-- Extract to read --
On MHFacts it is at it's most valuable due to such heavy traffic.
In other forums it's reasonable to click through the various forum headings......but not here....there are too many :roll: 
HELP! :wink:


----------



## nukeadmin

could always use timed posts as an interim solution, go to forums index page and select 1 day from the dropdown menu as shown below


----------



## EJB

Thanks Dave....I'm just having a frustrated moan really :roll:


----------



## spykal

Hi EJB

Not just an interim solution :wink: try this ...go to the forums index page (click the word "Discussion" at the top of any page) set the number of posts to 30 ( top left, you only have to do it once) then just look down the listed threads ...when ready move on to the next 30 ( top rightish link "NEXT 30 >>").

Basically what you will see are all the new posts ..... access the most recent in any thread by clicking on the "view latest posts"







link on the right of the listing.

Mike


----------



## Easyriders

If we press "Your posts" first, then "New posts", it works ok. Not otherwise, on any browser.


----------



## greygit

Easyriders said:


> If we press "Your posts" first, then "New posts", it works ok. Not otherwise, on any browser.


Not for me it doesn't. :evil: :evil: :evil:


----------



## Penquin

So far we have a large number of suggestions from various people to try, none of which have worked for everyone.

We have now got a couple of suggestions to get round it using alternative routes.

But the fundamental question of why it has happened in the last few weeks has not been answered.

Where do we go from here?

I still believe that the only way to find out is to go back, remove the additions and start from that point. I do not know that it will work, but nothing else has so far.

I do know that I have made this suggestion several times and have yet to receive a reason why that CANNOT be done.

"examining the code" for one part does not do the same thing - that is akin to analysing the speed that the indicator lights flash when the alternator is not working - it may give you SOME information but cannot give the whole answer.

Only going back to the root and starting at that point may indicate where the clash is happening.

Dave


----------



## greygit

Could this problem be linked to cookies as I assume New Posts mean New posts since you last logged on to the site? 

I should say I haven't a clue how cookies work. :wink:


----------



## Whitebirdyman

nukeadmin said:


> could always use timed posts as an interim solution, go to forums index page and select 1 day from the dropdown menu as shown below


1 day is not always an appropriate choice. Did you consider my suggestion made on 30th April to give more options in this drop-down box as I think this is the best work-around at the moment, but the current options are not sufficiently flexible.


----------



## Penquin

To greygit - the cookies option has been soundly discarded as if you close your computer down and clear the cookies (mine clear automatically on exit and I have "manually" cleared them several times a day since this problem started) the problem remains.

To Whitebirdyman - various suggestions have been made by a variety of people but there seems to have been no acceptance of the suggestions made.

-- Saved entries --
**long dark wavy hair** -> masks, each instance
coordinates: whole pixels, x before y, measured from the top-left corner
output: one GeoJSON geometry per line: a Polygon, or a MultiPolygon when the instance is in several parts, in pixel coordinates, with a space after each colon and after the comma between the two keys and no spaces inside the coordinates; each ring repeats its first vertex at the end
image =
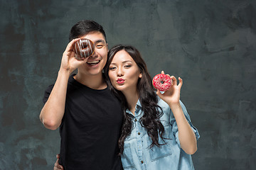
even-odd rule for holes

...

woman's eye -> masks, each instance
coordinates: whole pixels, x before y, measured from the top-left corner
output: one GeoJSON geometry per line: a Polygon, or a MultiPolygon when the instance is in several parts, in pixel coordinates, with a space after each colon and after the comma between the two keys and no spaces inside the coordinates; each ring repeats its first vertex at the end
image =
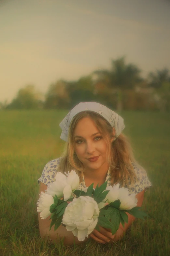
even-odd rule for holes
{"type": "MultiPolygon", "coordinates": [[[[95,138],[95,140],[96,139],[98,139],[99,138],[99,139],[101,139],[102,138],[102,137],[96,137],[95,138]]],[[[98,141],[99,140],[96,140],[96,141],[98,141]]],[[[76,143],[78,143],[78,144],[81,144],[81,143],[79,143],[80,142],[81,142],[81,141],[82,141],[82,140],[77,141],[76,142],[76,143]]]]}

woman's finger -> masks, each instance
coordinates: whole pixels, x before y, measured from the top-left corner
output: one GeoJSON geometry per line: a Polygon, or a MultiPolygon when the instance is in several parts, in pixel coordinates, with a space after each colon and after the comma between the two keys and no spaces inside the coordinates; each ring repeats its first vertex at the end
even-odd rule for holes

...

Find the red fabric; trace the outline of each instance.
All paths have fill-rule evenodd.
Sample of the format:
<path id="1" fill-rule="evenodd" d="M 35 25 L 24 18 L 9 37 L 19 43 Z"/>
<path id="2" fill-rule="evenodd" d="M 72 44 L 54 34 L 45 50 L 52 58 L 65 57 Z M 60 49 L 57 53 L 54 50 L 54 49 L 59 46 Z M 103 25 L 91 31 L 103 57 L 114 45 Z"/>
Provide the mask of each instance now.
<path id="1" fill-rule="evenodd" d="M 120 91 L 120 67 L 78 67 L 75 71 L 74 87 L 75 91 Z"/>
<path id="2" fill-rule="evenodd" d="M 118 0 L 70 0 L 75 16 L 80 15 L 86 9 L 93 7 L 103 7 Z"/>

-- Exercise tasks --
**a.** Rewrite the forum thread about finding new posts between "We have now" and "not been answered.", inclusive, replacing "fundamental question" with "basic question".
**b.** Write the next part of the forum thread about finding new posts, starting after its last sentence.

-- Per-task answers --
**a.**
We have now got a couple of suggestions to get round it using alternative routes.

But the basic question of why it has happened in the last few weeks has not been answered.

**b.**
That to me is one of my frustrations - as subscribers we have paid to use the site, and it is not working as before.

It has in many ways become unfit for purpose.

Dave


----------



## greygit

Penquin said:


> To greygit - the cookies option has been soundly discarded as if you close your computer down and clear the cookies (mine clear automatically on exit and I have "manually" cleared them several times a day since this problem started) the problem remains.
> 
> To Whitebirdyman - various suggestions have been made by a variety of people but there seems to have been no acceptance of the suggestions made.
> 
> That to me is one of my frustrations - as subscribers we have paid to use the site, and it is not working as before.
> 
> It has in many ways become unfit for purpose.
> 
> Dave


Dave, I have to admit I'm getting a little fed up with the time its taking to remedy this problem as I use (used) the New Post option all the time. I also think with a site as large as this one you need to be able to call in a specialist when faced with a difficult glitch. :?


----------



## Penquin

I can only refer the Honourable Gentleman to my previous answer.......

There appears little point in raising matters since they do not appear to be being addressed.  

Dave


----------



## Mikemoss

The longer this goes on, the less I use this site.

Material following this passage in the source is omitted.